● Aim of the task: Quote every one of the following records verbatim, reproducing each line without alteration.
___
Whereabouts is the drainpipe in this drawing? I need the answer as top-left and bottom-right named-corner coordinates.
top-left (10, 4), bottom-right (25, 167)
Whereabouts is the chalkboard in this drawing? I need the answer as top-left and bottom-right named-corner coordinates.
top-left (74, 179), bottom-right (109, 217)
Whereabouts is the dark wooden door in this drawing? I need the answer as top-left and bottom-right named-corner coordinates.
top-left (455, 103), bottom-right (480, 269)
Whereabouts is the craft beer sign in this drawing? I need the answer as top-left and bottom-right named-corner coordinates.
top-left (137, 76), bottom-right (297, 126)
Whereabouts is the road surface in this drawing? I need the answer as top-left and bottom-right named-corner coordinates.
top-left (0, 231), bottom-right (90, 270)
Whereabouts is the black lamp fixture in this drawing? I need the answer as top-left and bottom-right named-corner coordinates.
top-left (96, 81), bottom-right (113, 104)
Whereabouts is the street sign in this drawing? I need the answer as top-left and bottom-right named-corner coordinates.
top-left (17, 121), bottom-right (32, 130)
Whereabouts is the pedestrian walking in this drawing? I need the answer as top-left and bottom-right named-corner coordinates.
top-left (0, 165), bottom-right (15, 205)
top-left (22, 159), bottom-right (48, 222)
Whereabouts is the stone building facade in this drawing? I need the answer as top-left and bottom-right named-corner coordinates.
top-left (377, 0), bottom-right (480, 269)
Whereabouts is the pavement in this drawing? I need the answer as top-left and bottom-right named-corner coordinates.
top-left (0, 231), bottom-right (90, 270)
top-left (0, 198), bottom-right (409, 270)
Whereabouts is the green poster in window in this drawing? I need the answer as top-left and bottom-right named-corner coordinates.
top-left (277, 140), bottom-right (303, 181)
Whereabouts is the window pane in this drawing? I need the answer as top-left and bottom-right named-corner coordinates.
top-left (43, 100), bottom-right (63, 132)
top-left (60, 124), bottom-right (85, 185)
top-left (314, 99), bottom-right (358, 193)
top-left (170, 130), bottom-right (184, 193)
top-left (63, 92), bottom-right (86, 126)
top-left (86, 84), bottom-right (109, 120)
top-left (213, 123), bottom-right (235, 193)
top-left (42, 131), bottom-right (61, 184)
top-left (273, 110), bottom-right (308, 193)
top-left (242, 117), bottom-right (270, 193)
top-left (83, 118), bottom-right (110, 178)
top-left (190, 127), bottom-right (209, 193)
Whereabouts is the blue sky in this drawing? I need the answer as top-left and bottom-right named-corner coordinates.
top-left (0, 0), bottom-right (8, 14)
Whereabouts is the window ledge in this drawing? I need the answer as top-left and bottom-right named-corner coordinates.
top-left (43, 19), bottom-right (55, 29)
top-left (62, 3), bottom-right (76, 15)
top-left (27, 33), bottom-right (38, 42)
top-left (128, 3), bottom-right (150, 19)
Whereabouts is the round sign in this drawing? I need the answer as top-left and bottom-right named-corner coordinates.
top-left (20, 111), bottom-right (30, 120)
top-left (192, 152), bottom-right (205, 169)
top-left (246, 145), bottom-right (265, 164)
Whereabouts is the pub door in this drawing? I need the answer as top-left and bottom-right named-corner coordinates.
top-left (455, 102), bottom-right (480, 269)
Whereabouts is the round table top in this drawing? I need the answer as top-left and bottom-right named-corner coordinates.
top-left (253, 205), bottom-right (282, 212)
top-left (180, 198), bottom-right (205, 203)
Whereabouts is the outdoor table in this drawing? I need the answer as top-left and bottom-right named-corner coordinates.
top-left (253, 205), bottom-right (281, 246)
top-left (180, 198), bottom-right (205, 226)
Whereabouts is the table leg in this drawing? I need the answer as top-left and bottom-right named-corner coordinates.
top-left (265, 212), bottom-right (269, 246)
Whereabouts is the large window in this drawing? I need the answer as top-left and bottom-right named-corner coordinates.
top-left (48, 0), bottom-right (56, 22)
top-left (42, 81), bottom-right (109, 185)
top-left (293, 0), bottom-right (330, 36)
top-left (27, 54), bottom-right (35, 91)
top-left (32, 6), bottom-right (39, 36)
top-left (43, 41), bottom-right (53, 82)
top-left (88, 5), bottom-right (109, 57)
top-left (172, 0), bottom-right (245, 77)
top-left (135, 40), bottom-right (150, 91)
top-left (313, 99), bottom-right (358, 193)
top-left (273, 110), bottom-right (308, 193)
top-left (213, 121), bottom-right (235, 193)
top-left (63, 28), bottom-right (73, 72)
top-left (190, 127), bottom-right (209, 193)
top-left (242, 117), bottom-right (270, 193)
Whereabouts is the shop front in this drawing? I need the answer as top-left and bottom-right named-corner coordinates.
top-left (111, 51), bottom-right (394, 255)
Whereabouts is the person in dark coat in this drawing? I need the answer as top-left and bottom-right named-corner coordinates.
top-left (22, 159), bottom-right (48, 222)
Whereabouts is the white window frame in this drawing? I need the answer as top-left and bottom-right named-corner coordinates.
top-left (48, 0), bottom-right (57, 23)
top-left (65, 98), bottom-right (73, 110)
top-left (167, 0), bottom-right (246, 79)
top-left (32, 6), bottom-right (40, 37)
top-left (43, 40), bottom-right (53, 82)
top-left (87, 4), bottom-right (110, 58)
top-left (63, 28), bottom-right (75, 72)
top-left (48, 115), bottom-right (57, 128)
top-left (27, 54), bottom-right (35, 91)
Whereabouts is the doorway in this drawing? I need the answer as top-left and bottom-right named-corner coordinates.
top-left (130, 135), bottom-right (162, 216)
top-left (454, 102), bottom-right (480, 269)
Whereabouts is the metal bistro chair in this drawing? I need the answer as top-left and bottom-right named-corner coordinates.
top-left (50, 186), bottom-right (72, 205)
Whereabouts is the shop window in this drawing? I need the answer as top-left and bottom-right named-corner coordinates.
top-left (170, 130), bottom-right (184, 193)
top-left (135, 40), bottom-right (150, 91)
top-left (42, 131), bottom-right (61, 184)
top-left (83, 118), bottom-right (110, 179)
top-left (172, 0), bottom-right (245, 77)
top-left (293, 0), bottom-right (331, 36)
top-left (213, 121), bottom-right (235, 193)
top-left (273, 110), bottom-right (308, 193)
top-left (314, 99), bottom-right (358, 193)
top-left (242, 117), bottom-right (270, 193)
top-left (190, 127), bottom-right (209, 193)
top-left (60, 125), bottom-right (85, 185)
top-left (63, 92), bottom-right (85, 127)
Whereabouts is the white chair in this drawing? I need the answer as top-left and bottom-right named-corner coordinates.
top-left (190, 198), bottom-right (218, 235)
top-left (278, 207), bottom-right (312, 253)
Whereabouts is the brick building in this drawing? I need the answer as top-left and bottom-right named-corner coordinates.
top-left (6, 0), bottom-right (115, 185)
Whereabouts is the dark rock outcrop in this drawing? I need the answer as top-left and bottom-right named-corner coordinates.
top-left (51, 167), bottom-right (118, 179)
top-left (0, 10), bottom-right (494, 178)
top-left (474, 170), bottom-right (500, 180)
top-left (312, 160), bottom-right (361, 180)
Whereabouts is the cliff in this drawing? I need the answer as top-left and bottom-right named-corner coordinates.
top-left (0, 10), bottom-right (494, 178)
___
● Answer to the problem:
Whereabouts is the drainpipe in this drawing? I need the answer as top-left and bottom-right named-corner coordinates.
top-left (10, 4), bottom-right (25, 167)
Whereabouts is the chalkboard in this drawing? I need the answer as top-left and bottom-right named-corner coordinates.
top-left (74, 179), bottom-right (109, 217)
Whereabouts is the dark wooden door in this drawing? I need the answer as top-left and bottom-right named-corner coordinates.
top-left (455, 103), bottom-right (480, 269)
Whereabouts is the craft beer sign in this drawing? I need the answer as top-left and bottom-right named-corner coordinates.
top-left (137, 76), bottom-right (297, 126)
Whereabouts is the road surface in this drawing? I need the answer as top-left and bottom-right named-corner coordinates.
top-left (0, 231), bottom-right (90, 270)
Whereabouts is the black lamp fixture in this drawing? I need the answer as top-left and bottom-right named-corner coordinates.
top-left (96, 81), bottom-right (113, 104)
Whereabouts is the street sign in this drawing? I need the answer as top-left and bottom-right named-corner coordinates.
top-left (17, 121), bottom-right (32, 130)
Whereabouts is the pedestrian walking in this drawing? I need the answer as top-left and bottom-right named-corner coordinates.
top-left (0, 165), bottom-right (15, 205)
top-left (22, 159), bottom-right (48, 222)
Whereabouts is the stone building facade in this drawing? I need the answer as top-left and bottom-right named-corner coordinates.
top-left (377, 0), bottom-right (480, 269)
Whereabouts is the pavement in this drawing? I need the answer as top-left and bottom-right named-corner coordinates.
top-left (0, 231), bottom-right (90, 270)
top-left (0, 198), bottom-right (409, 270)
Whereabouts is the green poster in window in this drawing? I need the answer as top-left and bottom-right named-corner coordinates.
top-left (277, 140), bottom-right (303, 181)
Whereabouts is the window pane in this drawing? I need the answer as top-left and bottom-right named-corner coordinates.
top-left (43, 100), bottom-right (63, 132)
top-left (60, 124), bottom-right (85, 185)
top-left (314, 99), bottom-right (358, 193)
top-left (170, 130), bottom-right (184, 193)
top-left (63, 92), bottom-right (86, 126)
top-left (86, 84), bottom-right (109, 120)
top-left (213, 123), bottom-right (235, 193)
top-left (42, 131), bottom-right (61, 184)
top-left (273, 110), bottom-right (308, 193)
top-left (242, 117), bottom-right (270, 193)
top-left (83, 118), bottom-right (110, 178)
top-left (190, 127), bottom-right (209, 193)
Whereabouts is the blue sky in this drawing? I need the answer as top-left and bottom-right named-corner coordinates.
top-left (0, 0), bottom-right (8, 14)
Whereabouts is the window ledge in this drawing? I need the answer as top-left and bottom-right named-corner coordinates.
top-left (43, 19), bottom-right (55, 29)
top-left (62, 3), bottom-right (76, 15)
top-left (27, 33), bottom-right (38, 42)
top-left (128, 3), bottom-right (150, 19)
Whereabouts is the round sign in this drawing? I need the answer as top-left and bottom-right named-corner coordinates.
top-left (20, 111), bottom-right (30, 120)
top-left (192, 152), bottom-right (205, 169)
top-left (246, 145), bottom-right (265, 164)
Whereabouts is the pub door in this drawing? I need the answer as top-left and bottom-right named-corner coordinates.
top-left (455, 102), bottom-right (480, 269)
Whereabouts is the round table top in this drawing? I need the answer as top-left and bottom-right named-corner coordinates.
top-left (253, 205), bottom-right (282, 212)
top-left (180, 198), bottom-right (205, 203)
Whereabouts is the outdoor table in this drawing? I need the answer as top-left and bottom-right named-corner coordinates.
top-left (253, 205), bottom-right (281, 246)
top-left (180, 198), bottom-right (205, 226)
Whereabouts is the table leg in this drawing? I need the answer as top-left and bottom-right named-corner coordinates.
top-left (265, 212), bottom-right (269, 246)
Whereabouts is the large window in this drawing? I need the answer as top-left and bottom-right named-corner coordinates.
top-left (48, 0), bottom-right (56, 22)
top-left (42, 81), bottom-right (109, 185)
top-left (293, 0), bottom-right (330, 36)
top-left (27, 54), bottom-right (35, 91)
top-left (32, 6), bottom-right (39, 36)
top-left (43, 41), bottom-right (53, 82)
top-left (88, 5), bottom-right (109, 57)
top-left (172, 0), bottom-right (245, 77)
top-left (135, 40), bottom-right (150, 91)
top-left (313, 99), bottom-right (358, 193)
top-left (273, 110), bottom-right (308, 193)
top-left (213, 121), bottom-right (235, 193)
top-left (63, 28), bottom-right (73, 72)
top-left (190, 127), bottom-right (209, 193)
top-left (242, 117), bottom-right (270, 193)
Whereabouts is the shop front in this drawing? I need the answer as top-left and bottom-right named-corner coordinates.
top-left (111, 51), bottom-right (394, 255)
Whereabouts is the person in dark coat in this drawing? I need the answer as top-left and bottom-right named-corner coordinates.
top-left (22, 159), bottom-right (48, 222)
Whereabouts is the white window frame in this drawing? I need the answer as top-left and bottom-right named-corner coordinates.
top-left (48, 0), bottom-right (57, 23)
top-left (65, 98), bottom-right (73, 110)
top-left (167, 0), bottom-right (246, 79)
top-left (32, 6), bottom-right (40, 37)
top-left (43, 40), bottom-right (53, 82)
top-left (87, 4), bottom-right (110, 58)
top-left (63, 28), bottom-right (75, 72)
top-left (48, 115), bottom-right (57, 128)
top-left (27, 54), bottom-right (35, 91)
Whereabouts is the doorway in this drawing? I need the answer as top-left and bottom-right named-corner coordinates.
top-left (130, 135), bottom-right (162, 216)
top-left (454, 102), bottom-right (480, 269)
Whereabouts is the metal bistro chair in this drawing? I need the answer as top-left and bottom-right named-corner coordinates.
top-left (50, 186), bottom-right (72, 205)
Whereabouts is the shop window in this drawing? I need the answer as top-left and bottom-right named-corner coordinates.
top-left (170, 130), bottom-right (184, 193)
top-left (135, 40), bottom-right (150, 91)
top-left (42, 131), bottom-right (61, 184)
top-left (83, 118), bottom-right (110, 179)
top-left (172, 0), bottom-right (245, 77)
top-left (293, 0), bottom-right (331, 36)
top-left (213, 121), bottom-right (235, 193)
top-left (273, 110), bottom-right (308, 193)
top-left (314, 99), bottom-right (358, 193)
top-left (242, 117), bottom-right (270, 193)
top-left (190, 127), bottom-right (209, 193)
top-left (60, 125), bottom-right (85, 185)
top-left (63, 92), bottom-right (85, 127)
Whereabouts is the white chair in this drawing? I need the answer as top-left and bottom-right named-corner coordinates.
top-left (190, 198), bottom-right (218, 235)
top-left (278, 207), bottom-right (312, 253)
Whereabouts is the brick building in this drawing? I need the answer as top-left and bottom-right named-corner coordinates.
top-left (6, 0), bottom-right (115, 185)
Whereabouts is the dark rock outcrop in this drawing? I need the answer as top-left and bottom-right named-corner coordinates.
top-left (51, 167), bottom-right (118, 179)
top-left (0, 10), bottom-right (494, 178)
top-left (474, 170), bottom-right (500, 180)
top-left (312, 160), bottom-right (361, 180)
Whereabouts is the cliff in this drawing? I need the answer as top-left and bottom-right named-corner coordinates.
top-left (0, 10), bottom-right (494, 178)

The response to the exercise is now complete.